→ **Exercise prompt**
Exactly as they stand, write out all of the entries again.

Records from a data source
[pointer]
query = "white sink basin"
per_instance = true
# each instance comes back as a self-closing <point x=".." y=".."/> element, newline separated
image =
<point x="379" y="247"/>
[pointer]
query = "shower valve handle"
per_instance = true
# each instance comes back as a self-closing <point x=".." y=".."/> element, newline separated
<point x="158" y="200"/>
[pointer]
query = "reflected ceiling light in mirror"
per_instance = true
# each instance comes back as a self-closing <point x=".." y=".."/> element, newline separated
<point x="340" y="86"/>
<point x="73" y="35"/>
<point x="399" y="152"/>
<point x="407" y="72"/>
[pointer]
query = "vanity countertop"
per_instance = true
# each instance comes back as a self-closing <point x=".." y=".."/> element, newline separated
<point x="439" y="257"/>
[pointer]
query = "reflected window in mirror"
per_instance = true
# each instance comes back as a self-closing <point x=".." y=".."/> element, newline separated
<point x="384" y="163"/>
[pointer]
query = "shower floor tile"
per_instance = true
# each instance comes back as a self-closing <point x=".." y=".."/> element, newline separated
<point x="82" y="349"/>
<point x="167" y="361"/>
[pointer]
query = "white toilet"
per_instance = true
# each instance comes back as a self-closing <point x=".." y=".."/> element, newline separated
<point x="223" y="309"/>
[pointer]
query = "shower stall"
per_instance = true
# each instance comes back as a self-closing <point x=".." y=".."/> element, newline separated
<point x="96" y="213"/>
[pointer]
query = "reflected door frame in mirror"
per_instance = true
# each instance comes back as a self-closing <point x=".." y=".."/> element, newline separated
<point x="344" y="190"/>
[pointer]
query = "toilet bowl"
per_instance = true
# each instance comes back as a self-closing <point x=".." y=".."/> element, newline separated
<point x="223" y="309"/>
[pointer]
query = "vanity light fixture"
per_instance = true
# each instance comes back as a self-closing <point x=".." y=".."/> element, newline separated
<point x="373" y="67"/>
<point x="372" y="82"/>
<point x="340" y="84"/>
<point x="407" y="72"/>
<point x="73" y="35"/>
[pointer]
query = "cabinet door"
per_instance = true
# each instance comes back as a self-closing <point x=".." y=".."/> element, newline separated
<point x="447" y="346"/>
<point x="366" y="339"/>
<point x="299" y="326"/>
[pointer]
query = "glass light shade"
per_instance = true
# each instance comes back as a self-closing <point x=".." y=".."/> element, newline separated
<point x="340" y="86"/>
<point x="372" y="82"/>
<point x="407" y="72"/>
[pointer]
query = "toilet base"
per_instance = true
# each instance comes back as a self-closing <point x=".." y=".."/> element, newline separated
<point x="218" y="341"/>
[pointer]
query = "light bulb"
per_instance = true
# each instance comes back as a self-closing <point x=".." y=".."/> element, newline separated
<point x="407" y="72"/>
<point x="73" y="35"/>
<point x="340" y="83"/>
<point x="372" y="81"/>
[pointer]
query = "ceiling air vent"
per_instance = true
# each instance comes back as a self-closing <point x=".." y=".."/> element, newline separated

→ **Result of the exercise**
[pointer]
query = "white sink basin"
per_instance = true
# each instance comes back as a self-closing <point x=".." y=".."/> element, newline separated
image =
<point x="379" y="247"/>
[pointer]
query = "shower valve handle"
per_instance = true
# each instance comes back as a self-closing <point x=".." y=".."/> element, newline separated
<point x="158" y="200"/>
[pointer]
query = "reflected ceiling light in mirror"
per_instance = true
# each instance comes back as a self-closing <point x=".." y=".."/> element, newline separated
<point x="340" y="86"/>
<point x="73" y="35"/>
<point x="399" y="152"/>
<point x="407" y="72"/>
[pointer]
query = "vanity countertop"
per_instance = true
# each instance comes back as a self-closing <point x=".." y=".."/> element, newline separated
<point x="439" y="257"/>
[pointer]
query = "reflected window in mirror"
per_instance = true
# each instance comes back as a self-closing <point x=".." y=".."/> element, newline separated
<point x="384" y="163"/>
[pointer]
query = "shower floor tile"
per_instance = true
# each instance comes back as a self-closing <point x=".." y=".."/> element, newline separated
<point x="82" y="349"/>
<point x="167" y="361"/>
[pointer]
query = "white toilet"
per_instance = true
# each instance comes back as a self-closing <point x=".." y=".."/> element, newline separated
<point x="223" y="309"/>
[pointer]
query = "shower stall"
per_instance = true
# each instance comes back as a self-closing <point x=".." y=".."/> element, newline separated
<point x="96" y="213"/>
[pointer]
query = "reflected door frame in mirror"
per_instance = true
# each instance comes back as a self-closing <point x=".." y=".."/> element, newline separated
<point x="344" y="190"/>
[pointer]
query = "toilet bowl"
per_instance = true
# each instance comes back as a self-closing <point x=".." y=".."/> element, newline separated
<point x="223" y="309"/>
[pointer]
query = "vanity light fixture"
per_instance = true
# each instance comes back as a self-closing <point x=".." y=".."/> element, newline separated
<point x="373" y="67"/>
<point x="372" y="82"/>
<point x="340" y="84"/>
<point x="407" y="72"/>
<point x="73" y="35"/>
[pointer]
query = "cabinet door"
per_instance = true
# each instance comes back as a self-closing <point x=".." y=".."/> element, newline separated
<point x="447" y="346"/>
<point x="366" y="339"/>
<point x="299" y="326"/>
[pointer]
query = "glass light shade"
per_instance = true
# each instance comes back as a self-closing <point x=".." y=".."/> element, newline separated
<point x="340" y="86"/>
<point x="372" y="82"/>
<point x="407" y="72"/>
[pointer]
query = "toilet base"
per_instance = true
# each instance comes back as a self-closing <point x=".." y=".."/> element, newline separated
<point x="218" y="341"/>
[pointer]
query = "light bulb"
per_instance = true
# each instance comes back as a self-closing <point x=".." y=".."/> element, newline separated
<point x="407" y="72"/>
<point x="73" y="35"/>
<point x="340" y="83"/>
<point x="372" y="81"/>
[pointer]
query = "ceiling air vent"
per_instance = true
# each instance comes back as a self-closing <point x=".." y=".."/> element, newline separated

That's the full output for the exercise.